***** Reading passage

Abstract
Spatiotemporal parameters of voluntary motor action may help optimize human social interactions. Yet it is unknown whether individuals performing a cooperative task spontaneously perceive subtly informative social cues emerging through voluntary actions. In the present study, an auditory cue was provided through headphones to an actor and a partner who faced each other. Depending on the pitch of the auditory cue, either the actor or the partner were required to grasp and move a wooden dowel under time constraints from a central to a lateral position. Before this main action, the actor performed a preparatory action under no time constraint, consisting in placing the wooden dowel on the central location when receiving either a neutral (“prêt”–ready) or an informative auditory cue relative to who will be asked to perform the main action (the actor: “moi”–me, or the partner: “lui”–him). Although the task focused on the main action, analysis of motor performances revealed that actors performed the preparatory action with longer reaction times and higher trajectories when informed that the partner would be performing the main action. In this same condition, partners executed the main actions with shorter reaction times and lower velocities, despite having received no previous informative cues. These results demonstrate that the mere observation of socially driven motor actions spontaneously influences the low-level kinematics of voluntary motor actions performed by the observer during a cooperative motor task. These findings indicate that social intention can be anticipated from the mere observation of action patterns.

**********

▸ Your goal
According to the abstract, how did partners perform the main action in the condition where the actor had been told the partner would do it?

***** Available data

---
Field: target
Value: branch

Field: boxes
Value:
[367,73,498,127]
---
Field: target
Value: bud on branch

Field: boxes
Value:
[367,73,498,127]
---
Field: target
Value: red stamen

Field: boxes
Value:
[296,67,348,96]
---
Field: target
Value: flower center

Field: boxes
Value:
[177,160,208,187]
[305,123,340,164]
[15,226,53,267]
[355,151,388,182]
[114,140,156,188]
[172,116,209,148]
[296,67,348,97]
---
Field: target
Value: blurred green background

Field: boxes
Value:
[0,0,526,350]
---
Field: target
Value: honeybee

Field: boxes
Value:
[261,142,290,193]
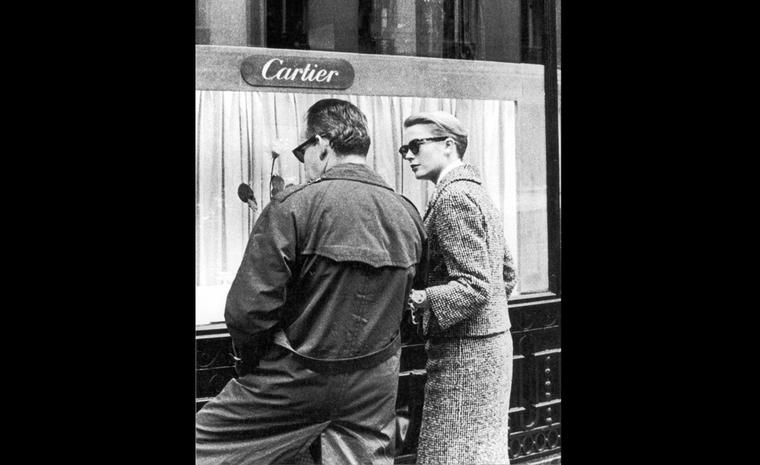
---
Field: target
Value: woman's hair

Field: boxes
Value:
[404,111,467,158]
[404,111,467,158]
[306,98,371,156]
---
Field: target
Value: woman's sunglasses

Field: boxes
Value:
[398,136,451,157]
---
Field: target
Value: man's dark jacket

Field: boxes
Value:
[225,164,426,365]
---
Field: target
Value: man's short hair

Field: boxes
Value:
[404,111,467,158]
[306,98,371,156]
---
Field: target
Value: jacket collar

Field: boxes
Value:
[435,163,482,187]
[319,163,393,190]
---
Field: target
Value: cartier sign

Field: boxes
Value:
[240,55,354,89]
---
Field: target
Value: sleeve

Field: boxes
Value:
[224,202,296,362]
[423,191,489,332]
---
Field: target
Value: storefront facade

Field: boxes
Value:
[195,0,561,463]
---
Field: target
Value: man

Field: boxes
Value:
[196,99,426,465]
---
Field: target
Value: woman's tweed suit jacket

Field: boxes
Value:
[423,164,515,337]
[417,165,515,465]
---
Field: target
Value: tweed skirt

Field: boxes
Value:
[417,331,512,465]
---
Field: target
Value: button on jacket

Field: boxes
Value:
[225,164,425,366]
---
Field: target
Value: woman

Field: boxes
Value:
[399,112,515,465]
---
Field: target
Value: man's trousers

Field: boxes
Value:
[196,345,400,465]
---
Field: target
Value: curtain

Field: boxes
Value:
[195,91,518,324]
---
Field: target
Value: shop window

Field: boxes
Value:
[196,0,543,63]
[195,90,549,324]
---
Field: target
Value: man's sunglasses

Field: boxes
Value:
[398,136,451,157]
[293,134,325,163]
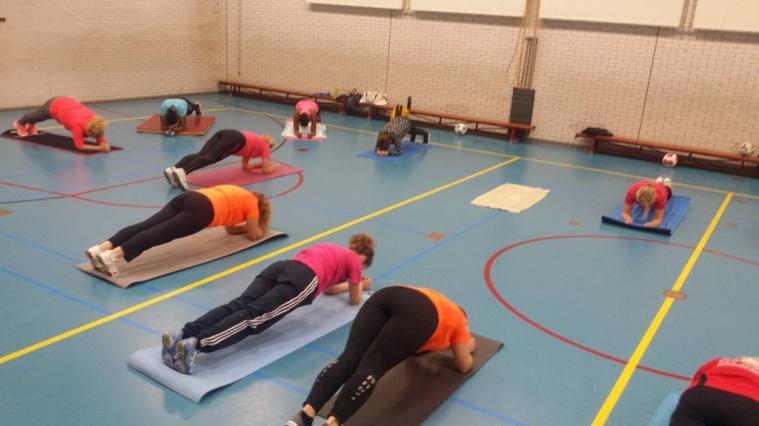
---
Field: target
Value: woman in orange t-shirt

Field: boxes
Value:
[84,185,271,276]
[286,286,475,426]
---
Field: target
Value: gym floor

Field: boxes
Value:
[0,94,759,426]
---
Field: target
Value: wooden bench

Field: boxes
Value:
[575,132,759,176]
[219,81,535,142]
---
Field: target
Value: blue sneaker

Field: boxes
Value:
[174,337,198,374]
[161,330,182,367]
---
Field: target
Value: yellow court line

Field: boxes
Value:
[592,192,733,426]
[0,157,519,364]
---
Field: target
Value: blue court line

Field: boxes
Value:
[0,266,163,336]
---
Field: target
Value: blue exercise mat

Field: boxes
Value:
[129,295,366,403]
[601,195,690,235]
[648,390,681,426]
[358,141,431,161]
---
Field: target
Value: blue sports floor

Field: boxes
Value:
[0,94,759,426]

**********

▸ Task solution
They performed it with shorter reaction times and lower velocities.